[The problem]: Please reproduce every one of the records below word for word, omitting the pictures.

[Dataset extract]:
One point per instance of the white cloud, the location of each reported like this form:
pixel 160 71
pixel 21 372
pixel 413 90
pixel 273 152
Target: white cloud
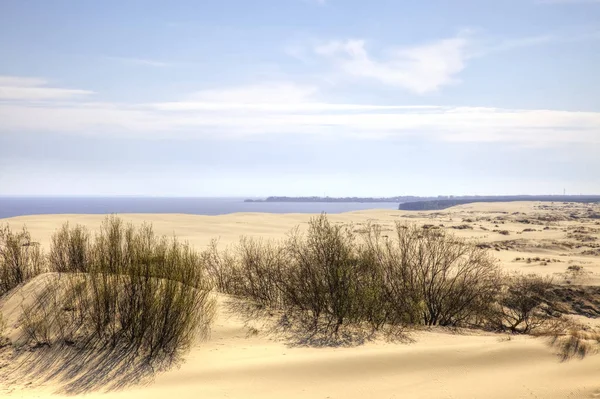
pixel 265 93
pixel 421 69
pixel 33 89
pixel 293 109
pixel 567 1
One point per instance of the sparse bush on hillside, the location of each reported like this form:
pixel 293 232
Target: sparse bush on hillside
pixel 146 293
pixel 20 258
pixel 456 282
pixel 420 276
pixel 70 249
pixel 520 304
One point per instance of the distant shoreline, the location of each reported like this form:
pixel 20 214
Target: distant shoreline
pixel 428 205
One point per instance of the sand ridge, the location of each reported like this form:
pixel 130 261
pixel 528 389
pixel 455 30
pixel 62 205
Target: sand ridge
pixel 235 363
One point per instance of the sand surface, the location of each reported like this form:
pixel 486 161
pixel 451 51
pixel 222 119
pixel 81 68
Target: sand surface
pixel 233 363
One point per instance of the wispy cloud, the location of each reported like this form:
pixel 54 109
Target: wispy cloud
pixel 567 1
pixel 292 109
pixel 421 69
pixel 142 62
pixel 34 89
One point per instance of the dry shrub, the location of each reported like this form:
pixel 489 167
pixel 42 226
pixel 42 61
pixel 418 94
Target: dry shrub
pixel 328 277
pixel 145 293
pixel 20 258
pixel 576 343
pixel 70 249
pixel 520 305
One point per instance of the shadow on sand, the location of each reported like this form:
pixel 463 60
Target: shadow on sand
pixel 83 368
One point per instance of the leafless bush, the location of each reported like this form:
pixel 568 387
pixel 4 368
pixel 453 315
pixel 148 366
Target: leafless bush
pixel 322 275
pixel 145 293
pixel 328 277
pixel 20 258
pixel 520 304
pixel 70 249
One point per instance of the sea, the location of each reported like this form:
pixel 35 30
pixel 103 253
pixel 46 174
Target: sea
pixel 17 206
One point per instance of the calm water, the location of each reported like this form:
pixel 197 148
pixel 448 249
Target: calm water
pixel 13 206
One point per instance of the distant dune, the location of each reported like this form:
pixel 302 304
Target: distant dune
pixel 240 360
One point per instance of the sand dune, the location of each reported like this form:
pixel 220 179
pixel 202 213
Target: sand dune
pixel 436 364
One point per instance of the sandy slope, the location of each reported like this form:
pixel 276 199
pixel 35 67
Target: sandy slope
pixel 234 364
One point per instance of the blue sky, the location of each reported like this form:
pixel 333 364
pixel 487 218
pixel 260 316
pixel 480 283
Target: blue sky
pixel 299 97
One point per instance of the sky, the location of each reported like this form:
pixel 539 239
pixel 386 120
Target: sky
pixel 254 98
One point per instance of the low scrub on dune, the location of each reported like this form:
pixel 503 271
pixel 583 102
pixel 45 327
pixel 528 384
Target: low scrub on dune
pixel 329 277
pixel 126 288
pixel 20 258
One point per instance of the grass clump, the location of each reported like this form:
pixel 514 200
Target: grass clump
pixel 329 277
pixel 20 258
pixel 125 288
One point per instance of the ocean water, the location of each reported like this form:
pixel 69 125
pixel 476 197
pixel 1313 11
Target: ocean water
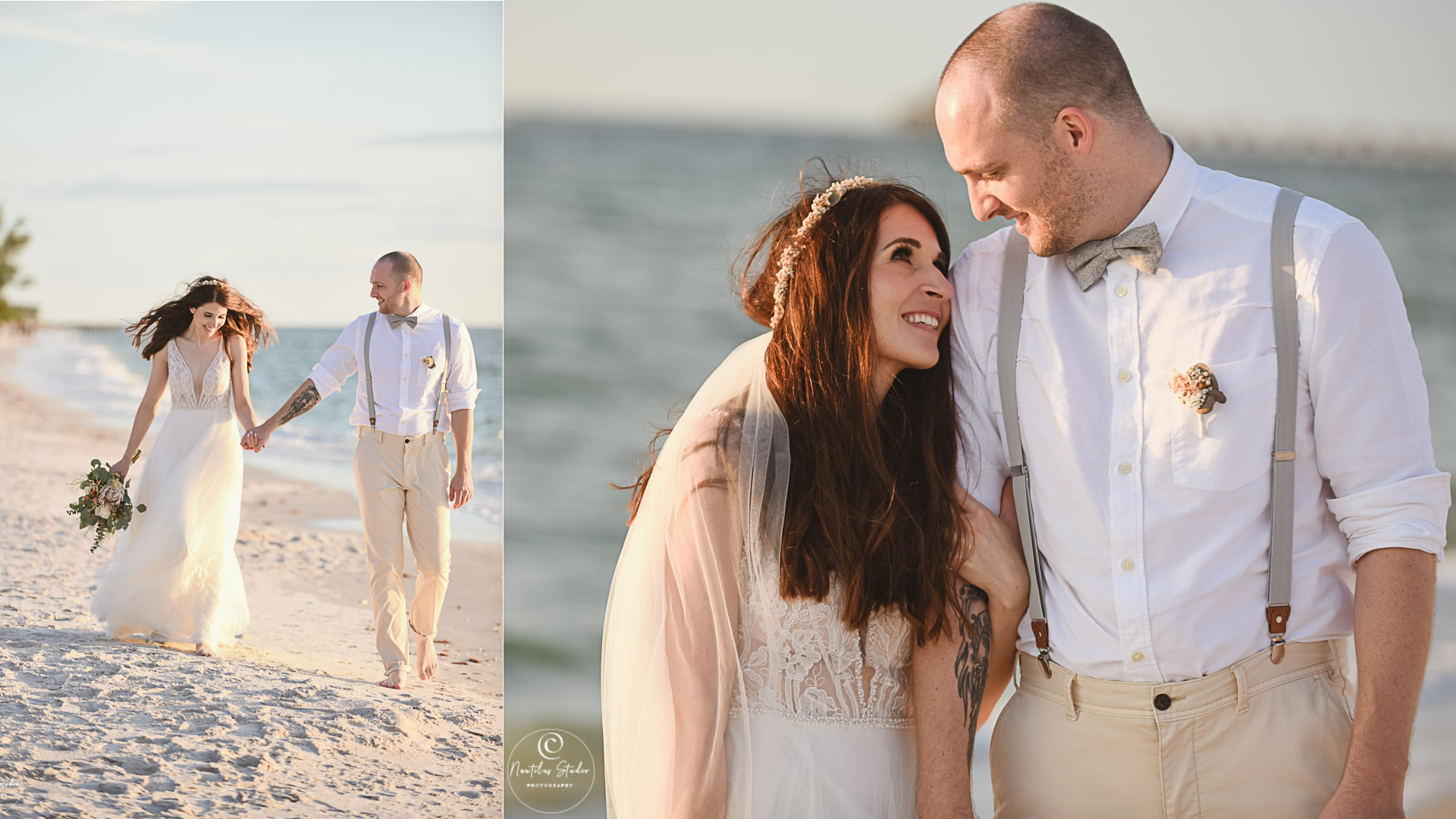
pixel 619 245
pixel 99 373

[Result below]:
One point per instance of the white cloud, the location of each reported like this form:
pixel 160 71
pixel 21 372
pixel 413 90
pixel 273 152
Target: white cloud
pixel 265 93
pixel 421 69
pixel 33 89
pixel 293 109
pixel 567 1
One point per instance of the sparse bush on hillside, the location of each reported like this form:
pixel 293 232
Target: sparse bush on hillside
pixel 146 293
pixel 20 258
pixel 456 282
pixel 420 276
pixel 70 249
pixel 520 304
One point per instance of the distant shoreline, the location of each reported like this form:
pixel 20 214
Target: distant shoreline
pixel 428 205
One point per instance of the sand ridge, the location of each reported like this form:
pixel 130 261
pixel 528 389
pixel 455 30
pixel 62 205
Target: sand ridge
pixel 235 363
One point per instance of the sand surface, the location of each reported like this form:
pixel 486 161
pixel 451 51
pixel 222 119
pixel 81 68
Target: sand surface
pixel 233 363
One point per instance of the wispy cloud, the location of each reported like this form:
pixel 54 109
Target: wispy cloud
pixel 567 1
pixel 292 109
pixel 421 69
pixel 142 62
pixel 34 89
One point per instance of the dry shrub, the location of each reported like this form:
pixel 489 167
pixel 42 226
pixel 42 61
pixel 418 94
Target: dry shrub
pixel 328 277
pixel 145 293
pixel 20 258
pixel 576 343
pixel 70 249
pixel 520 305
One point per instance of the shadow on sand, the location of each reported like this form:
pixel 463 60
Target: shadow on sand
pixel 83 368
One point per instance of the leafless bush, the location of each reported like this form:
pixel 568 387
pixel 4 368
pixel 453 315
pixel 148 366
Target: leafless bush
pixel 322 275
pixel 145 293
pixel 328 277
pixel 20 258
pixel 520 304
pixel 70 249
One point per instance of the sea, the location of each reported like this form:
pixel 35 30
pixel 103 253
pixel 46 174
Target: sea
pixel 17 206
One point per instance of the calm water, the location of each reported like this form:
pixel 197 148
pixel 448 249
Target: calm water
pixel 13 206
One point per instance of the distant dune, the location of each reported like this form:
pixel 302 304
Target: distant dune
pixel 240 360
One point per instance of the sand dune, the location of each reported like this form:
pixel 220 179
pixel 202 213
Target: sand dune
pixel 436 364
One point per instance of the sandy slope, the location of each reported like this form:
pixel 276 199
pixel 35 67
Target: sandy slope
pixel 234 364
One point per instance of the blue sky, the location of each reported like this form:
pixel 333 364
pixel 487 218
pixel 260 316
pixel 480 283
Target: blue sky
pixel 299 97
One point per instance of the sky, the location of each reported like this form:
pixel 539 239
pixel 386 120
Target: sky
pixel 254 98
One point per instance of the low scrub on dune, the location of each reported like this form:
pixel 503 271
pixel 583 102
pixel 45 327
pixel 528 384
Target: low scrub on dune
pixel 329 277
pixel 126 288
pixel 20 258
One point per instance of the grass clump, the location of each reported like this form:
pixel 514 200
Target: grass clump
pixel 329 277
pixel 20 258
pixel 125 288
One point per instance of the ocean water, the location of each reported like this form:
pixel 69 125
pixel 476 197
pixel 1313 11
Target: ocean water
pixel 619 245
pixel 99 373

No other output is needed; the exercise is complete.